----- Excerpt provided
FIGURE 22. Streamlines of the gas flow and the liquid flow for the 3D simulation of the cone-shaped and the bell-shaped nozzle designs. The streamlines are visualized by a noise function motion blurred in the direction of the velocity with the contours representing the magnitude of the velocity.

A cross section of the jet and how it breaks up into droplets is shown in Figure 23.

FIGURE 23

FIGURE 23. Simulation generated magnitude of the velocity vector field in m/s along with the dynamic computational grid around the orifice of the GDVN. This negative y-direction is the direction of jet propagation.
----------
----- Material shown
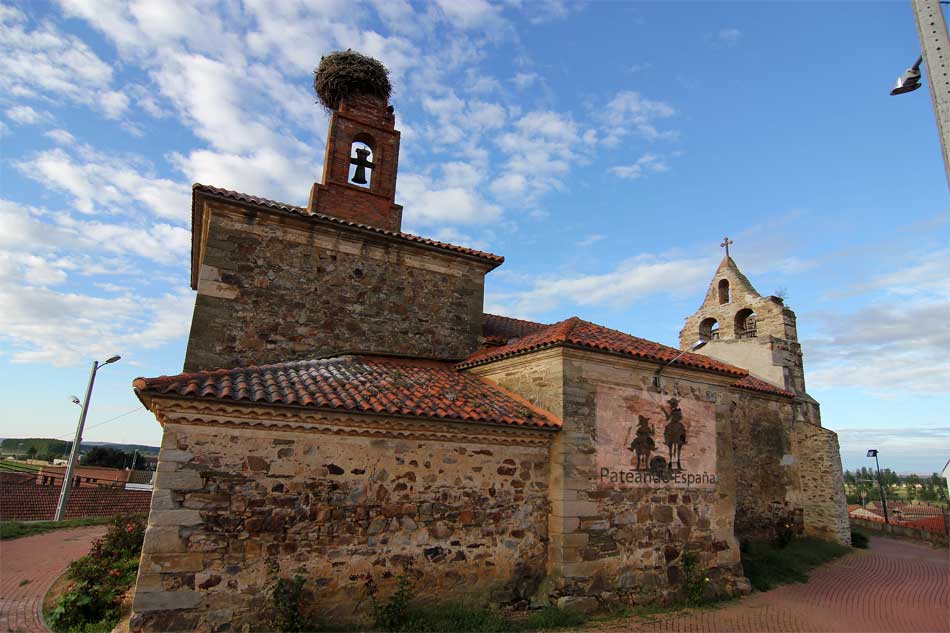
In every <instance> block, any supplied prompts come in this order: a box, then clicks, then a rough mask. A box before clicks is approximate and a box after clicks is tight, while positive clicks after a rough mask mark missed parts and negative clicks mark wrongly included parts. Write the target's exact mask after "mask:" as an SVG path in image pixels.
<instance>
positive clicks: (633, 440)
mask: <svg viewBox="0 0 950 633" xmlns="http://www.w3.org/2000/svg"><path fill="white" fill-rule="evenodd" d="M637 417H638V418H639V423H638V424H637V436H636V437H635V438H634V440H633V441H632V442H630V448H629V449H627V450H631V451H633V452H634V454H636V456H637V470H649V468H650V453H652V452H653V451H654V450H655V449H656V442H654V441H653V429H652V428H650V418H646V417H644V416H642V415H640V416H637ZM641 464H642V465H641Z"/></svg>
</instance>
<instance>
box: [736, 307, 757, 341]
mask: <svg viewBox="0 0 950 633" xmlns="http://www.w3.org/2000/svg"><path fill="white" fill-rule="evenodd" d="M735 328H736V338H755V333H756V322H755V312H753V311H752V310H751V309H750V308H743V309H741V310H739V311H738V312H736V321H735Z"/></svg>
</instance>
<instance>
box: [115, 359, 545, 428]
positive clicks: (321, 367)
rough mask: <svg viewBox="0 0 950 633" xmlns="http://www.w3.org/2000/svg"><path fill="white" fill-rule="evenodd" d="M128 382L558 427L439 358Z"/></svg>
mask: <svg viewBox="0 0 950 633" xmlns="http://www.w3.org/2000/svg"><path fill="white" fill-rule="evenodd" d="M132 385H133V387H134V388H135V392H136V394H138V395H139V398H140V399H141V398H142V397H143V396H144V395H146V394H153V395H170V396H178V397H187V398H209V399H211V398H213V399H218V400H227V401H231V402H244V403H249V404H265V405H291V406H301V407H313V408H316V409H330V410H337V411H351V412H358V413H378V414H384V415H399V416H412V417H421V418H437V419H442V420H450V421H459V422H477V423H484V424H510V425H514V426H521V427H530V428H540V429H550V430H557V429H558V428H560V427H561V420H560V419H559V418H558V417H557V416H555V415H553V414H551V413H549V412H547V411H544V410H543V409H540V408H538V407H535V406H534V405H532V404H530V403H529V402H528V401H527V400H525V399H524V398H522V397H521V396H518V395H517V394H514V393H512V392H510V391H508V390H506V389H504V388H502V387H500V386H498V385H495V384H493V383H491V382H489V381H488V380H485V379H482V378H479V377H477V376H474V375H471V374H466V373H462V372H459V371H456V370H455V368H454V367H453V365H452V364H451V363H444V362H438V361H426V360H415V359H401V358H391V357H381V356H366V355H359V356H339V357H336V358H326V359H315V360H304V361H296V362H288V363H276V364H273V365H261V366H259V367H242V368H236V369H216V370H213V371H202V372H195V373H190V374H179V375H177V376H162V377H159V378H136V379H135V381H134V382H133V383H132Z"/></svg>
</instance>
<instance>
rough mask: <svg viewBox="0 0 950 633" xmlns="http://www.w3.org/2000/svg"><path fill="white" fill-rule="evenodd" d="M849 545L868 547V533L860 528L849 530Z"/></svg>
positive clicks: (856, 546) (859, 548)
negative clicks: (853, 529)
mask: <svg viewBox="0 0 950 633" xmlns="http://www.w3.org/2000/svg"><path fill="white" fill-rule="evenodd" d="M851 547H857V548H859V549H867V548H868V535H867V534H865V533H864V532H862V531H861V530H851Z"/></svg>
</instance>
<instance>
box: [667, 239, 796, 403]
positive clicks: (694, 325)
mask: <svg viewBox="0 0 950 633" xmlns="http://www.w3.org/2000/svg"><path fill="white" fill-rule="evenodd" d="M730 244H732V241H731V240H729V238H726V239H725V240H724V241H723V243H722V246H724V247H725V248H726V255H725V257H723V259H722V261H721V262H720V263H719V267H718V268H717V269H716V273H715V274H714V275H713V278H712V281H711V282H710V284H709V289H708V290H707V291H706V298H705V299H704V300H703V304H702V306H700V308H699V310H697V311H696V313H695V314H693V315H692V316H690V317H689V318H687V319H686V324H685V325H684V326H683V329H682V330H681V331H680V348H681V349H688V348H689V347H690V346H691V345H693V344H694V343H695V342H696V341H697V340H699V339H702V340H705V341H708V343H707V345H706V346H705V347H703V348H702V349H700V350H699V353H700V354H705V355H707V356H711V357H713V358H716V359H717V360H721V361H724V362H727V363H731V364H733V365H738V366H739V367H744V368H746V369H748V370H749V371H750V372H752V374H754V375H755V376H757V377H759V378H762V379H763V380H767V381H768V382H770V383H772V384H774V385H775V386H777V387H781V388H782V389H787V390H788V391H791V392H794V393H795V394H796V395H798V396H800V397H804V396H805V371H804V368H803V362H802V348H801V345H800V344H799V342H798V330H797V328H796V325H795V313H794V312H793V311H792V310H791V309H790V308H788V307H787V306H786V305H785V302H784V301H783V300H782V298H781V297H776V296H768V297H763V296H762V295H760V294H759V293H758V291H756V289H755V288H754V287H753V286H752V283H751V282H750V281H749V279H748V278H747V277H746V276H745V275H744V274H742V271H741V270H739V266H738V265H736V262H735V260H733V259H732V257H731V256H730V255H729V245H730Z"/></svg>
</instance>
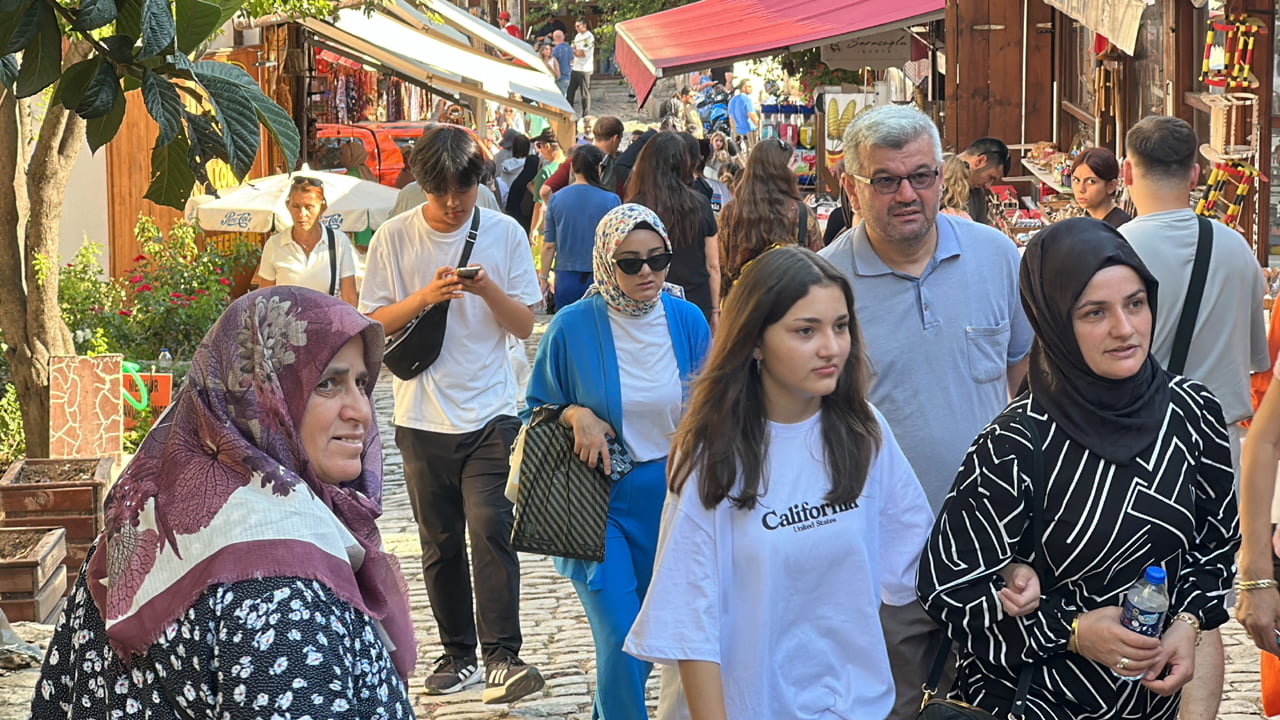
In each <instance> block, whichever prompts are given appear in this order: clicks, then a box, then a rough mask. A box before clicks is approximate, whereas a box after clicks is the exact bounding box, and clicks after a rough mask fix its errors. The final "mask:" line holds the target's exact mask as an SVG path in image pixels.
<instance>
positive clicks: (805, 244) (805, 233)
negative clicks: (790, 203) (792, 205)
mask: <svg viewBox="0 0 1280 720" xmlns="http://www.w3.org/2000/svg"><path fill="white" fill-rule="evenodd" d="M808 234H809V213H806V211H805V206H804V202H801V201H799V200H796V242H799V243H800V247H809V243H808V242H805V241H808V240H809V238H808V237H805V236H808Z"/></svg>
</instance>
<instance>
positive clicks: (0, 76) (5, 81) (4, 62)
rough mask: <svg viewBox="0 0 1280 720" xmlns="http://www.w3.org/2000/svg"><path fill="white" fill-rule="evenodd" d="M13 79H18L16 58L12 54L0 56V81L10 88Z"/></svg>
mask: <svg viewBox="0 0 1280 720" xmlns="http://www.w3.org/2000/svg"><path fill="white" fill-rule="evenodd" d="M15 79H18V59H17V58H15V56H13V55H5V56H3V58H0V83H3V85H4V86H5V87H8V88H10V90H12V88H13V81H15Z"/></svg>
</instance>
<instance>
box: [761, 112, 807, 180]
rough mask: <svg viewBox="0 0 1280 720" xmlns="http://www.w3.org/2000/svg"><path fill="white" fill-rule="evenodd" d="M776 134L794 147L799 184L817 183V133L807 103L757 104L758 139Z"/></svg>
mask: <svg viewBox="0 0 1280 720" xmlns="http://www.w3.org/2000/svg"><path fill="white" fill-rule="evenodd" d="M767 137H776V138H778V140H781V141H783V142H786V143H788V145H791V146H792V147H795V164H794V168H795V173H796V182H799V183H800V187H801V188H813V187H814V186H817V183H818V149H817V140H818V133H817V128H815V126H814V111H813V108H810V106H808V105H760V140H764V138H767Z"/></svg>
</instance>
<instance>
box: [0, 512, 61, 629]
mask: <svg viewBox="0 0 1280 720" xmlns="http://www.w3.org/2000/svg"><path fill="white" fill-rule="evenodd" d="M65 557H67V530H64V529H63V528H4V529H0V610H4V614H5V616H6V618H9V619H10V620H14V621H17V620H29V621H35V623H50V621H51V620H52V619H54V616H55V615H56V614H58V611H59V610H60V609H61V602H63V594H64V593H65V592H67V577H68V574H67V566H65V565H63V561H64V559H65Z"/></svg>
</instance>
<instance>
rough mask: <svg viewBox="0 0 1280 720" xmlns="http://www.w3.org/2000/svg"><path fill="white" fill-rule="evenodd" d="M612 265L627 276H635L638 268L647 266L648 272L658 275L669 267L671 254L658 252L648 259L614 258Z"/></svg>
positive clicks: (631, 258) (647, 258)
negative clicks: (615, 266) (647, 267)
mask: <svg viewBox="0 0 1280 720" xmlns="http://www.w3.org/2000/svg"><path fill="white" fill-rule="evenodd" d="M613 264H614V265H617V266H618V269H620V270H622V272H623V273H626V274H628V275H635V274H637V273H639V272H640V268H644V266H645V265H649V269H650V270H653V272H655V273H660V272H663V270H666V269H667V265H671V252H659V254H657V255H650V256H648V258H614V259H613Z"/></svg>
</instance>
----------
- **Task to carry out**:
Copy out the excerpt on the nozzle flow simulation above in full, unchanged.

- **Answer to this problem**:
FIGURE 22. Streamlines of the gas flow and the liquid flow for the 3D simulation of the cone-shaped and the bell-shaped nozzle designs. The streamlines are visualized by a noise function motion blurred in the direction of the velocity with the contours representing the magnitude of the velocity.

A cross section of the jet and how it breaks up into droplets is shown in Figure 23.

FIGURE 23

FIGURE 23. Simulation generated magnitude of the velocity vector field in m/s along with the dynamic computational grid around the orifice of the GDVN. This negative y-direction is the direction of jet propagation.